[Dataset excerpts Boundary: Start]

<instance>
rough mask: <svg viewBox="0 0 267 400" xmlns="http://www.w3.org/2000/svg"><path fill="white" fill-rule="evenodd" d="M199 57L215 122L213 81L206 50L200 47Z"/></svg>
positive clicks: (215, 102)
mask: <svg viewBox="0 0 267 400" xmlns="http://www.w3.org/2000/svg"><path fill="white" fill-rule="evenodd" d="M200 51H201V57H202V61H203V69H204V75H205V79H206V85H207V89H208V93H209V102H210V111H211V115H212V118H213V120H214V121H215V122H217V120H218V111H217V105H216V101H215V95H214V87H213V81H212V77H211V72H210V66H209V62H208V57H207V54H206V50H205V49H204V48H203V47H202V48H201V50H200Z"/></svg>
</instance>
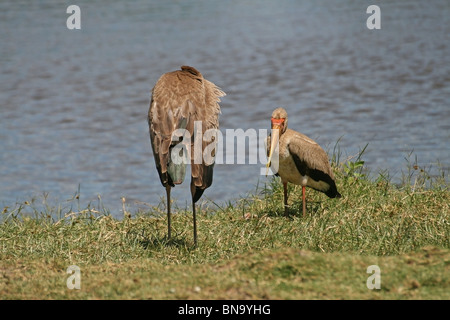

[Dataset excerpts Boundary: End]

### [Task]
Output the entries above exactly, without their pictures.

### [Exercise answer]
<instance>
rough mask: <svg viewBox="0 0 267 400" xmlns="http://www.w3.org/2000/svg"><path fill="white" fill-rule="evenodd" d="M199 57L215 122L213 81L206 50L200 47Z"/></svg>
positive clicks: (215, 102)
mask: <svg viewBox="0 0 267 400" xmlns="http://www.w3.org/2000/svg"><path fill="white" fill-rule="evenodd" d="M200 51H201V57H202V61H203V69H204V75H205V79H206V85H207V89H208V93H209V102H210V111H211V115H212V118H213V120H214V121H215V122H217V120H218V111H217V105H216V101H215V95H214V87H213V81H212V77H211V72H210V66H209V62H208V57H207V54H206V50H205V49H204V48H203V47H202V48H201V50H200Z"/></svg>
</instance>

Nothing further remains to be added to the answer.